WHAT YOU HAVE TO DO |
Copy every line below that has the word "background" in it.

......

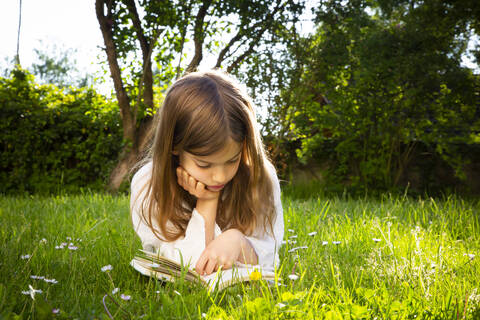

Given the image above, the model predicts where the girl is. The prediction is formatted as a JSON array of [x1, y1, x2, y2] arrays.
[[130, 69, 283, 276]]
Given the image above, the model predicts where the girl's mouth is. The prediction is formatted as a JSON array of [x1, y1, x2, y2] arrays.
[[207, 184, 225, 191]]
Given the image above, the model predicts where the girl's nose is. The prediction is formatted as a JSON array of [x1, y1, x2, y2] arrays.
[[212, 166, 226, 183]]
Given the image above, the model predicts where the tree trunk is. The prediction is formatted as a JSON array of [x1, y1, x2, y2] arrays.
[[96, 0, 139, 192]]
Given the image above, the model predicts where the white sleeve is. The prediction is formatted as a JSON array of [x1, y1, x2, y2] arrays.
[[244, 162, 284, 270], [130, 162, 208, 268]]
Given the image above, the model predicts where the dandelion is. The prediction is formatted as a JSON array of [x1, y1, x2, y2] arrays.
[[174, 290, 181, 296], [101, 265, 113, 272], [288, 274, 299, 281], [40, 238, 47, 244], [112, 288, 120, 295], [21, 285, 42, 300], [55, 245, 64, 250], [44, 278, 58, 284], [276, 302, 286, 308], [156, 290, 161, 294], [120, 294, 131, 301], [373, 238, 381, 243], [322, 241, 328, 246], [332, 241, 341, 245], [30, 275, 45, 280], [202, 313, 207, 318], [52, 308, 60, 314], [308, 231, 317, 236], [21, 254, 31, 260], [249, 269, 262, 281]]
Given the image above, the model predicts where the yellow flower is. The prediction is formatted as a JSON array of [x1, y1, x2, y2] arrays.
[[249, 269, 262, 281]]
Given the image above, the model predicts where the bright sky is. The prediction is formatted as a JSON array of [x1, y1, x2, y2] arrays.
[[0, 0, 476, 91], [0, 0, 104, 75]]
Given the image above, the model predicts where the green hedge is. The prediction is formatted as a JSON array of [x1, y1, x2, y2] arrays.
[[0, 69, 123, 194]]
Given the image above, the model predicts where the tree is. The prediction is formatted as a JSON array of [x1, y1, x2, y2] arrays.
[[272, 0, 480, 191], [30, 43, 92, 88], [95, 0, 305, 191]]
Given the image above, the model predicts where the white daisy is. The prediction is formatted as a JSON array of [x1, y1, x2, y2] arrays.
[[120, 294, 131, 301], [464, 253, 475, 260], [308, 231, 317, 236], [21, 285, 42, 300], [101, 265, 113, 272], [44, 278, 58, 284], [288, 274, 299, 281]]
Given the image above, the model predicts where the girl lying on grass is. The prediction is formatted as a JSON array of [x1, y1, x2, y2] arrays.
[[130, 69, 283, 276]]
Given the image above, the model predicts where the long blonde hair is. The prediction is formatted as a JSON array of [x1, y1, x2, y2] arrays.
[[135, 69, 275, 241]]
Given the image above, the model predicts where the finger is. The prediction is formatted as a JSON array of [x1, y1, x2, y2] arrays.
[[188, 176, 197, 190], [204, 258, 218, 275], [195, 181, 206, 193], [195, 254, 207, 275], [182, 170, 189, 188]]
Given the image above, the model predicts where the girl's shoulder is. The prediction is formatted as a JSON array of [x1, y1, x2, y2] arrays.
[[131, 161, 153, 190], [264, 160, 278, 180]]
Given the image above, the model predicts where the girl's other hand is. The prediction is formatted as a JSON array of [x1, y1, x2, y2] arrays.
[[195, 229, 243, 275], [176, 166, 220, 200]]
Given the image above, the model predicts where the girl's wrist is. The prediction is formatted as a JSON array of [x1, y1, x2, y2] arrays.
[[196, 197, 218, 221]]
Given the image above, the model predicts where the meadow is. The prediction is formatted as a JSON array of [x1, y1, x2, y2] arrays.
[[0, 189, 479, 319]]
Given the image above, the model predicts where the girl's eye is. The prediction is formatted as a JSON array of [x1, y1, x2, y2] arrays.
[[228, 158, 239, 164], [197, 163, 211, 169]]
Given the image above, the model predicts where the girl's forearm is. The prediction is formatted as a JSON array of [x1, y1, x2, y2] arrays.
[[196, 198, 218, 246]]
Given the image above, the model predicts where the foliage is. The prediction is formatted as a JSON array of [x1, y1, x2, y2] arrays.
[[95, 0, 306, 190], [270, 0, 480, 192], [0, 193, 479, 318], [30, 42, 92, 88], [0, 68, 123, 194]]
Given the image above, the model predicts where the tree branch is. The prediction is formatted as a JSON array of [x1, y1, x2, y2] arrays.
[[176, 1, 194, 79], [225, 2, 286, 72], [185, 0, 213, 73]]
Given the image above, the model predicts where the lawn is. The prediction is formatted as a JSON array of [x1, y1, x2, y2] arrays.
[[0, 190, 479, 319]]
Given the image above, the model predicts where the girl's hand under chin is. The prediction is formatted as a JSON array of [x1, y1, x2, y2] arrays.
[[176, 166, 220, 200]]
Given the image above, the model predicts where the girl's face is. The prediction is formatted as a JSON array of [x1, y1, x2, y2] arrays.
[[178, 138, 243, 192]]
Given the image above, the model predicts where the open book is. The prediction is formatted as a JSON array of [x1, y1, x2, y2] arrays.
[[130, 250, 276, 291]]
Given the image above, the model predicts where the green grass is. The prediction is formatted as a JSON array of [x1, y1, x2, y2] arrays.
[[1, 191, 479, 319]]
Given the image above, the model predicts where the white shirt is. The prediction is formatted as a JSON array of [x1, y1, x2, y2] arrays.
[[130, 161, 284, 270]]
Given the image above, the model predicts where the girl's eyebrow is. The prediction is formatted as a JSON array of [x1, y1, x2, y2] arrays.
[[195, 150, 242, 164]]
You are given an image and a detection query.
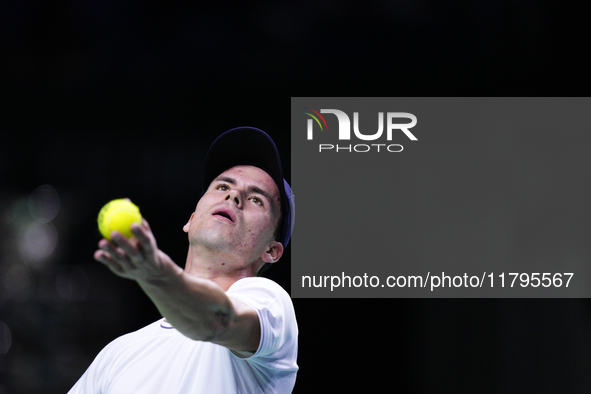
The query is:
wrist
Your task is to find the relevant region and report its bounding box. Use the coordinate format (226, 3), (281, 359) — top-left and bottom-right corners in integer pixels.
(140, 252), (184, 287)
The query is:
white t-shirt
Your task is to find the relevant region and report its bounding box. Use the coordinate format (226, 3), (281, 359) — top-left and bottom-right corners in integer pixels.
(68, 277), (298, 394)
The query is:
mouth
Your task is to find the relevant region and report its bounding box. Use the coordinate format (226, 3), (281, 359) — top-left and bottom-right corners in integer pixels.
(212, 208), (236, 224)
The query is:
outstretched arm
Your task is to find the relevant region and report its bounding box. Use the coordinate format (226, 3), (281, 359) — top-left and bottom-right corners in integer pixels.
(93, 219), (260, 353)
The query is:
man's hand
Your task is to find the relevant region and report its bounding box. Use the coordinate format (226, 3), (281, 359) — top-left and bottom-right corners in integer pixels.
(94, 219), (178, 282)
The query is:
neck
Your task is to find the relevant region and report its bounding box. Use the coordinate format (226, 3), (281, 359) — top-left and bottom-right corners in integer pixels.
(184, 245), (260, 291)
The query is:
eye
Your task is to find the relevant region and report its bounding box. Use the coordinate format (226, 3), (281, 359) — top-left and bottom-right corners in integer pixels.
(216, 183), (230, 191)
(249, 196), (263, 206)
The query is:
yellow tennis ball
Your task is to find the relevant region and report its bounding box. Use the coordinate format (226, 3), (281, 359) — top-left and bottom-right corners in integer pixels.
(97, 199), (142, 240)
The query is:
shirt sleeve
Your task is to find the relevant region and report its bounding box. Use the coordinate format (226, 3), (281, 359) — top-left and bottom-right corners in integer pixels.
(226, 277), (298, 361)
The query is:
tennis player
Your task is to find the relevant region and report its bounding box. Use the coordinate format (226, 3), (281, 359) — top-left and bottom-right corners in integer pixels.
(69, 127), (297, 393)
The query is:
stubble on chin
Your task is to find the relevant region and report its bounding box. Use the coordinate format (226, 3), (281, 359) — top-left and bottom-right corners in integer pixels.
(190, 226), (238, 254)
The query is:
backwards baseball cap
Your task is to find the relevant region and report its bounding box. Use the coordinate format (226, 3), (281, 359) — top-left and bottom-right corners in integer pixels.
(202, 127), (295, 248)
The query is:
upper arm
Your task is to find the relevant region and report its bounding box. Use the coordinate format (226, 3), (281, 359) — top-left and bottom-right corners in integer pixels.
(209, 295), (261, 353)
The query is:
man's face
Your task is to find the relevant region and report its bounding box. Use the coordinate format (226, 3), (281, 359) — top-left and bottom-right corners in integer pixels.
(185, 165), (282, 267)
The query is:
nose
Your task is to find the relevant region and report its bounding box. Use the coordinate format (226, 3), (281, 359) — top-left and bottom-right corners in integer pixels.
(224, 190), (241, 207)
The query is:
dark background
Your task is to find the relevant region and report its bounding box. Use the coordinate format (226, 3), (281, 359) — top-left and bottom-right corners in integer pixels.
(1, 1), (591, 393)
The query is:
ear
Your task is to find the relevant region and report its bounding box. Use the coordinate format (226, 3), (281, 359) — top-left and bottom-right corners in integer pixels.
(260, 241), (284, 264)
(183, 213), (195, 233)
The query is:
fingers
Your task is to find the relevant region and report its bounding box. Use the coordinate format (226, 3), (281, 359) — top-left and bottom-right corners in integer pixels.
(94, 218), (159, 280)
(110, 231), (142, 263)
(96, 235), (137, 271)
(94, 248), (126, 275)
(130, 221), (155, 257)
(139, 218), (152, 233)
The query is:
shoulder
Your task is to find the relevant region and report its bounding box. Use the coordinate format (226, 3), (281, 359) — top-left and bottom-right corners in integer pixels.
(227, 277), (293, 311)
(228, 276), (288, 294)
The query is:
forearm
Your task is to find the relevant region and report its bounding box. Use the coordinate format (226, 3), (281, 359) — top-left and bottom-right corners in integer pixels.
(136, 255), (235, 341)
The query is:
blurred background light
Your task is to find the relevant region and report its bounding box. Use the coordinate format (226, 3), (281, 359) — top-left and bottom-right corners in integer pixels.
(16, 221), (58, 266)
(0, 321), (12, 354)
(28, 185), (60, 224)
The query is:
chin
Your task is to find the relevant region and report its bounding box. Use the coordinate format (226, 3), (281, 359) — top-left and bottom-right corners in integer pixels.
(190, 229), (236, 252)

......

SOLUTION TO THIS EXERCISE |
dark background
blurred background light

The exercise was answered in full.